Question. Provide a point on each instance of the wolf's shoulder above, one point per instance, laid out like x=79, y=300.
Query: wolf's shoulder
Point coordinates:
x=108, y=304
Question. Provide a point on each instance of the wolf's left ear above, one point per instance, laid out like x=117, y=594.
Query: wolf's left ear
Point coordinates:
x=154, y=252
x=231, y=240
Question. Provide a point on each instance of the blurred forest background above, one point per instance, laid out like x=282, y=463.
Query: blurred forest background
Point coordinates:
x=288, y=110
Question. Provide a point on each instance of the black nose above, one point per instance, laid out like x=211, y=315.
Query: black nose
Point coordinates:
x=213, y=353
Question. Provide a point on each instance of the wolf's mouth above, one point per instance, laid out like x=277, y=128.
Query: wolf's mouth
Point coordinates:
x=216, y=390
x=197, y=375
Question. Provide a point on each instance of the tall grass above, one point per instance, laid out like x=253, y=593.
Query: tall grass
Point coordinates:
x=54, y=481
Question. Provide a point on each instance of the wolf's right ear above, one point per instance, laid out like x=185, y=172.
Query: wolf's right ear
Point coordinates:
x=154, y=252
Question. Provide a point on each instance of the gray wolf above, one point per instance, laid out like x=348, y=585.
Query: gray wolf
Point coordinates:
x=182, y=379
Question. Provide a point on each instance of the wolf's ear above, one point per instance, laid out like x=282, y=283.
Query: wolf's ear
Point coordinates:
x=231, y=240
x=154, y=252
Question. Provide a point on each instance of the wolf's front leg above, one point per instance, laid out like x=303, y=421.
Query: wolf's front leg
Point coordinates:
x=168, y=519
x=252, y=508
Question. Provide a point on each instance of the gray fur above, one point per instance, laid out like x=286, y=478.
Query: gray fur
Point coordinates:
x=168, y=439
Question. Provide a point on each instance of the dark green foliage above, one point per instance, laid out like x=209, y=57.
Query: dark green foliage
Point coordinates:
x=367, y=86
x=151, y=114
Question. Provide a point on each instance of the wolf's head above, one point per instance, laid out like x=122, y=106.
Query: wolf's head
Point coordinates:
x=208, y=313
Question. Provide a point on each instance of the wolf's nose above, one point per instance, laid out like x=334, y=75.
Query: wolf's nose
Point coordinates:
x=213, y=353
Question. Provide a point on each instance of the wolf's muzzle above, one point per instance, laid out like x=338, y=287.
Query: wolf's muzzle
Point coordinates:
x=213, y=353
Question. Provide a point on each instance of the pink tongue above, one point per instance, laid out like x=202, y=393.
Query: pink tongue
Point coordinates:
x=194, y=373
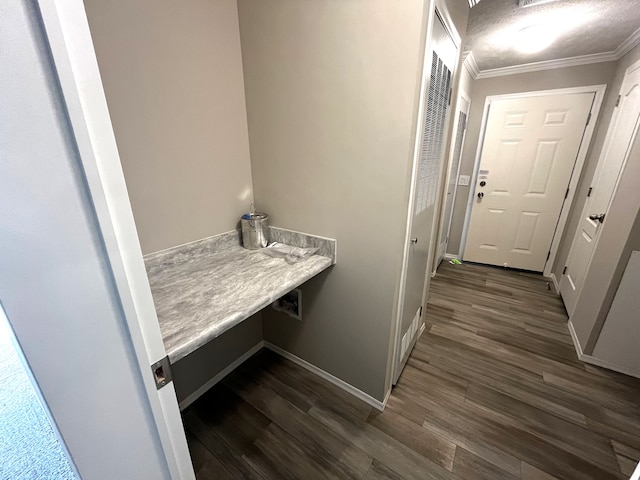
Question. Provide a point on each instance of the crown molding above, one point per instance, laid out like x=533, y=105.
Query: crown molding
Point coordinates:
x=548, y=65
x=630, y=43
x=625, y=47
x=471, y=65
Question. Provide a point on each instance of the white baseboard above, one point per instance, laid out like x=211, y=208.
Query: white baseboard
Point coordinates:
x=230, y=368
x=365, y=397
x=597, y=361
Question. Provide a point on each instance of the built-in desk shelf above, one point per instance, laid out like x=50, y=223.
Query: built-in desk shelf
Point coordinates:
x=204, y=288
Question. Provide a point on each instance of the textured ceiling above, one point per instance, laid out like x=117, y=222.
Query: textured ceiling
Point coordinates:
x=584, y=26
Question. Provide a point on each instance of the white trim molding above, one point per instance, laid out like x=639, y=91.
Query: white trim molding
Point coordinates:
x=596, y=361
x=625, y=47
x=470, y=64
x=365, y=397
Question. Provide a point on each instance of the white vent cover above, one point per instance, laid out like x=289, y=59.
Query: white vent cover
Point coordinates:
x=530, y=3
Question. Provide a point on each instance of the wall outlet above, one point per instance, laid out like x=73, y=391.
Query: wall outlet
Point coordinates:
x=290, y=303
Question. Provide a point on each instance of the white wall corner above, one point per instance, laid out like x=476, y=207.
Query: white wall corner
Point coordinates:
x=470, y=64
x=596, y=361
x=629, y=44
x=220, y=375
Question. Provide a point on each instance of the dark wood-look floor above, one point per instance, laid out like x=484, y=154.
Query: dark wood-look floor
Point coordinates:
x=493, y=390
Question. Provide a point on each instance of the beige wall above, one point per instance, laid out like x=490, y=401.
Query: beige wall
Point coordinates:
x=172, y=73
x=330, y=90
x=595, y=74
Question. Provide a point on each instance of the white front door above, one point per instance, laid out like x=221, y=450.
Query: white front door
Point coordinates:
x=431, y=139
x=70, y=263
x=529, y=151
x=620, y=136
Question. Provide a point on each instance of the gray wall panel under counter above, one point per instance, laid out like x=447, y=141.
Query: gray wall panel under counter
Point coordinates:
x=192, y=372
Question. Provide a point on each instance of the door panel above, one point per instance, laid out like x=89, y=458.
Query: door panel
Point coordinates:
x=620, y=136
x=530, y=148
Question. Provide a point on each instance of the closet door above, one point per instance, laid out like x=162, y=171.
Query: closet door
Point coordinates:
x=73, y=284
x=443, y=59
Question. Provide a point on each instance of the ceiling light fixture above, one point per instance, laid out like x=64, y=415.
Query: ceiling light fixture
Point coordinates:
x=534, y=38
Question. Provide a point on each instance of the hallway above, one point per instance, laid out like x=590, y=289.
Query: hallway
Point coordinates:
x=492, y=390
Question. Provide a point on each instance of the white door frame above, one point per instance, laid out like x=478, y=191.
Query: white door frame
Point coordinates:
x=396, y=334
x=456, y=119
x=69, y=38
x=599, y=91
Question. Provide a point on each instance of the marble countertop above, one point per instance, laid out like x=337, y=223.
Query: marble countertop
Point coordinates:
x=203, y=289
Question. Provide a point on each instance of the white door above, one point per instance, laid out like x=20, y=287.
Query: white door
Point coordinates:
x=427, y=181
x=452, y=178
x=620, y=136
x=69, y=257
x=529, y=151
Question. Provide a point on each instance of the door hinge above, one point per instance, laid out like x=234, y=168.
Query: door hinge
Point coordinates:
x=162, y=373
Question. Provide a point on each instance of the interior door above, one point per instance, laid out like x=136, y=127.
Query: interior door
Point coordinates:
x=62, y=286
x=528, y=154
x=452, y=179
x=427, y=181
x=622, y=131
---*---
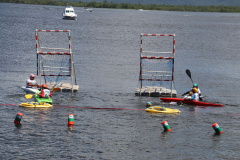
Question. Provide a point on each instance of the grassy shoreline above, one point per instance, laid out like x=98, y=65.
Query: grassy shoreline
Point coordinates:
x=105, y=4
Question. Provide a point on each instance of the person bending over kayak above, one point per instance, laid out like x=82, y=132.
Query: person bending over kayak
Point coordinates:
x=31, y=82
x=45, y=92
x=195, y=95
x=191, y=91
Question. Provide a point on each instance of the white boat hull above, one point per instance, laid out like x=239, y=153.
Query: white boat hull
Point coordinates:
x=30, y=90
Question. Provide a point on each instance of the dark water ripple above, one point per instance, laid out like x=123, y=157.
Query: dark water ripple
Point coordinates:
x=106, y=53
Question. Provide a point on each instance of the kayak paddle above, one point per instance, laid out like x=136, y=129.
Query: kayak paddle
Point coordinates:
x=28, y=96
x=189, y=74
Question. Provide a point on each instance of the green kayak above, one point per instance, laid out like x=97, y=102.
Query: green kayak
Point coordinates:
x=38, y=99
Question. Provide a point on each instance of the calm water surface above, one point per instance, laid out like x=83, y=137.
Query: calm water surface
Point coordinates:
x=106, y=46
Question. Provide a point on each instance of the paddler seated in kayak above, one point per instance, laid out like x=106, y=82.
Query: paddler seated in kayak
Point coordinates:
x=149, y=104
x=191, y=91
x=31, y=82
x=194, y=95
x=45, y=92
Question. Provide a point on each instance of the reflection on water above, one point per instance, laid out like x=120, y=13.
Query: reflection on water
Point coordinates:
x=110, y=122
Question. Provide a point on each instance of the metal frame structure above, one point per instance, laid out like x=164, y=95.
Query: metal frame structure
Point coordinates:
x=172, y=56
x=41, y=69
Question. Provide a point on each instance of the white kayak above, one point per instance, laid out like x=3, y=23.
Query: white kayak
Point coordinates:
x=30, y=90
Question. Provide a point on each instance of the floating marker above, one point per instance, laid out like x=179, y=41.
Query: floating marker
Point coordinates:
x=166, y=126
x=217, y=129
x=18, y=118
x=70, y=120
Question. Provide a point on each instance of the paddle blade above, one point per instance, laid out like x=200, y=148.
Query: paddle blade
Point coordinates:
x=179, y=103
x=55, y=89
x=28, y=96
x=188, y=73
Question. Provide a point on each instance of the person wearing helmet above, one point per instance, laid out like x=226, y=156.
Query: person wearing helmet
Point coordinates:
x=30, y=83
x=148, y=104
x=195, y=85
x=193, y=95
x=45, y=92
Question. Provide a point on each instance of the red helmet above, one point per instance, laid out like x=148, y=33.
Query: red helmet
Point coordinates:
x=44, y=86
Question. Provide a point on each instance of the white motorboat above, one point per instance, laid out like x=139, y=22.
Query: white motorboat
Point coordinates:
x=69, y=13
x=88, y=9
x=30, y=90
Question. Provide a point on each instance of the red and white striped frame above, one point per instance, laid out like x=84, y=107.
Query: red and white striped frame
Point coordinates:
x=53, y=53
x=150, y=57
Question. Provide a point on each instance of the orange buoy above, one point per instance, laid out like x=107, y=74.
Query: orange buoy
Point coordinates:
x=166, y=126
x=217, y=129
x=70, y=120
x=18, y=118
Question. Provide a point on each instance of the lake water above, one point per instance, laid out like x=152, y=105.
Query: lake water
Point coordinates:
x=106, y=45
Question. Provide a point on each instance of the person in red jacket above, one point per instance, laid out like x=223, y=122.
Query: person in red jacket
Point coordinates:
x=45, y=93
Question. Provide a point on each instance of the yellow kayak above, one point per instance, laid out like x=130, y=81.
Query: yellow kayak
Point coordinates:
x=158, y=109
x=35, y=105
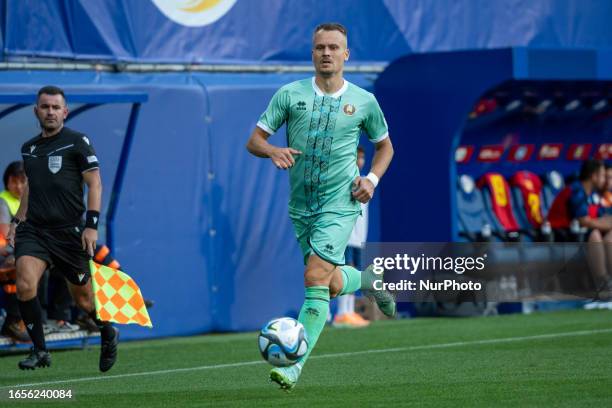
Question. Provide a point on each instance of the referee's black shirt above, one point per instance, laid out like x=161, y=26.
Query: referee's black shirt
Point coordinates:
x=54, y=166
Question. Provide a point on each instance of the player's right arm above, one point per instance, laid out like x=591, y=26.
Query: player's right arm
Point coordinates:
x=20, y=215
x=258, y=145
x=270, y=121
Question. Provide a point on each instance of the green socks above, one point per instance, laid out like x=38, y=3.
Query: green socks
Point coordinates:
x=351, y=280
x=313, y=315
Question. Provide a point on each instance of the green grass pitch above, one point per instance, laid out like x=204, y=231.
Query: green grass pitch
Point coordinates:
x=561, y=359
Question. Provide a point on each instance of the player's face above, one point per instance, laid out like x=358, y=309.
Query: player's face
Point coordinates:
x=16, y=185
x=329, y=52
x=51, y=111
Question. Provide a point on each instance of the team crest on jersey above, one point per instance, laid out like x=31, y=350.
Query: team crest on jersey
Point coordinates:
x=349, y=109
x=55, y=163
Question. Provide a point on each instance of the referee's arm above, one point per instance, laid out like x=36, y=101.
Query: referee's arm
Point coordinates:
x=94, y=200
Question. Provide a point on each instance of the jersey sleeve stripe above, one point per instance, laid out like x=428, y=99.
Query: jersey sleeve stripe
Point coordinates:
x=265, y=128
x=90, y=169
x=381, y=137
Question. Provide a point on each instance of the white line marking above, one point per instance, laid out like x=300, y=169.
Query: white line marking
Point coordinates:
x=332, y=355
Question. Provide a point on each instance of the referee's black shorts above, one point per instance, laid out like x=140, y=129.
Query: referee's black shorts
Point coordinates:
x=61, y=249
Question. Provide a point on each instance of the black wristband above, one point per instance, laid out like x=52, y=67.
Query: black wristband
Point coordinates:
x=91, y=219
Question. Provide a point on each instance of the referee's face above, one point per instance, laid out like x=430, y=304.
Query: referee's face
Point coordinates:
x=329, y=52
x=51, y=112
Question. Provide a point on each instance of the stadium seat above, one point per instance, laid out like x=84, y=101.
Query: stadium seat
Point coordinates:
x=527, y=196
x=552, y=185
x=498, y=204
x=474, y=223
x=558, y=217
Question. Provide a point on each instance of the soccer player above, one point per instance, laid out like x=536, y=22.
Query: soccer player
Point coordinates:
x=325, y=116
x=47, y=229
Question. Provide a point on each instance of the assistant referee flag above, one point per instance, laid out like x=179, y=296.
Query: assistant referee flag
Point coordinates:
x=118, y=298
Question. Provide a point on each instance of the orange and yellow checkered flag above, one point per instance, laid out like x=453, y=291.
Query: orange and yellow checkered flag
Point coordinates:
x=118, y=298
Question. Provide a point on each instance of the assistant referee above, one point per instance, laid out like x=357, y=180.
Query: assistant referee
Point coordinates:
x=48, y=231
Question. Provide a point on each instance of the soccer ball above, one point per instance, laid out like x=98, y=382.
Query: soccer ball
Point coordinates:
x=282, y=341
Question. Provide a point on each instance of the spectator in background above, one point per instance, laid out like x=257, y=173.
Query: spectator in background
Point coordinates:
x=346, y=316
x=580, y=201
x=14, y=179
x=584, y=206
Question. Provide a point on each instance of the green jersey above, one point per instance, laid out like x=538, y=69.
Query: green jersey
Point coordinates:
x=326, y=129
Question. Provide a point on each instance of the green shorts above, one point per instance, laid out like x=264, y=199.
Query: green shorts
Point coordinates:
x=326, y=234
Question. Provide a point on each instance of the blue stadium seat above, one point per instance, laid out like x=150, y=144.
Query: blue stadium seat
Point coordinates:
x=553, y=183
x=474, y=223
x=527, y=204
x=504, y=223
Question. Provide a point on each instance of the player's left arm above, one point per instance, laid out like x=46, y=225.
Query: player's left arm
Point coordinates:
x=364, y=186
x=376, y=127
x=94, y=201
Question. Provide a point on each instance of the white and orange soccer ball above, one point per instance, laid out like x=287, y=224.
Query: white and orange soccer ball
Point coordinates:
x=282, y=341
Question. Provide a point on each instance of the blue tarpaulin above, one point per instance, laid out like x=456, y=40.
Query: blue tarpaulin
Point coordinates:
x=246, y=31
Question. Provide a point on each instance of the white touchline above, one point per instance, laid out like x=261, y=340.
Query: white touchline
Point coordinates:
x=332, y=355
---*---
**WHAT YOU SHOULD DO:**
In the material above, convert the lines from the one containing "Question. Provide a point on each instance of the built-in" through the one containing "x=192, y=372", both included, into a JSON list of strings with one string per line and blank lines omitted.

**TASK RESULT:**
[
  "Question. Provide a point on each instance of the built-in desk shelf above, one point per instance, laid out like x=50, y=223.",
  "Query: built-in desk shelf",
  "Point coordinates:",
  "x=204, y=288",
  "Question. Provide a point on each instance of the textured ceiling above, one point per instance, laid out like x=117, y=222.",
  "Query: textured ceiling",
  "Point coordinates:",
  "x=584, y=26",
  "Question. Provide a point on each instance of the white trim molding above, one point per instance, laid out like x=639, y=91.",
  "Query: white trim molding",
  "Point coordinates:",
  "x=596, y=361",
  "x=625, y=47",
  "x=470, y=64",
  "x=365, y=397",
  "Question. Provide a point on each instance of the white vent cover above, one point per instance, laid out like x=289, y=59.",
  "Query: white vent cover",
  "Point coordinates:",
  "x=530, y=3",
  "Question. Provide a point on each instance of the wall outlet above, one point per instance, laid out like x=73, y=391.",
  "Query: wall outlet",
  "Point coordinates:",
  "x=290, y=303",
  "Question. Provide a point on each instance of the white wall corner above, one point per instance, laid out like x=476, y=207.",
  "Query: white wall corner",
  "Point coordinates:",
  "x=470, y=64",
  "x=596, y=361",
  "x=629, y=44",
  "x=220, y=375",
  "Question. Provide a point on each instance of the dark wood-look floor above, one point per instance, laid out like x=484, y=154.",
  "Query: dark wood-look floor",
  "Point coordinates:",
  "x=493, y=390",
  "Question. Provide a point on each instance of the beige wall above, one point per instance, laid out like x=490, y=401.",
  "Query: beige wall",
  "Point coordinates:",
  "x=172, y=73",
  "x=330, y=90",
  "x=595, y=74",
  "Question. Provide a point on each instance of the white front door above, one point per instance, laid out like x=221, y=450.",
  "Query: white front door",
  "Point coordinates:",
  "x=431, y=139",
  "x=70, y=263",
  "x=529, y=151",
  "x=620, y=136",
  "Question. Provide a point on each instance of the gray wall panel under counter above, one point per instance, laid out like x=447, y=141.",
  "Query: gray wall panel under counter",
  "Point coordinates:",
  "x=192, y=372"
]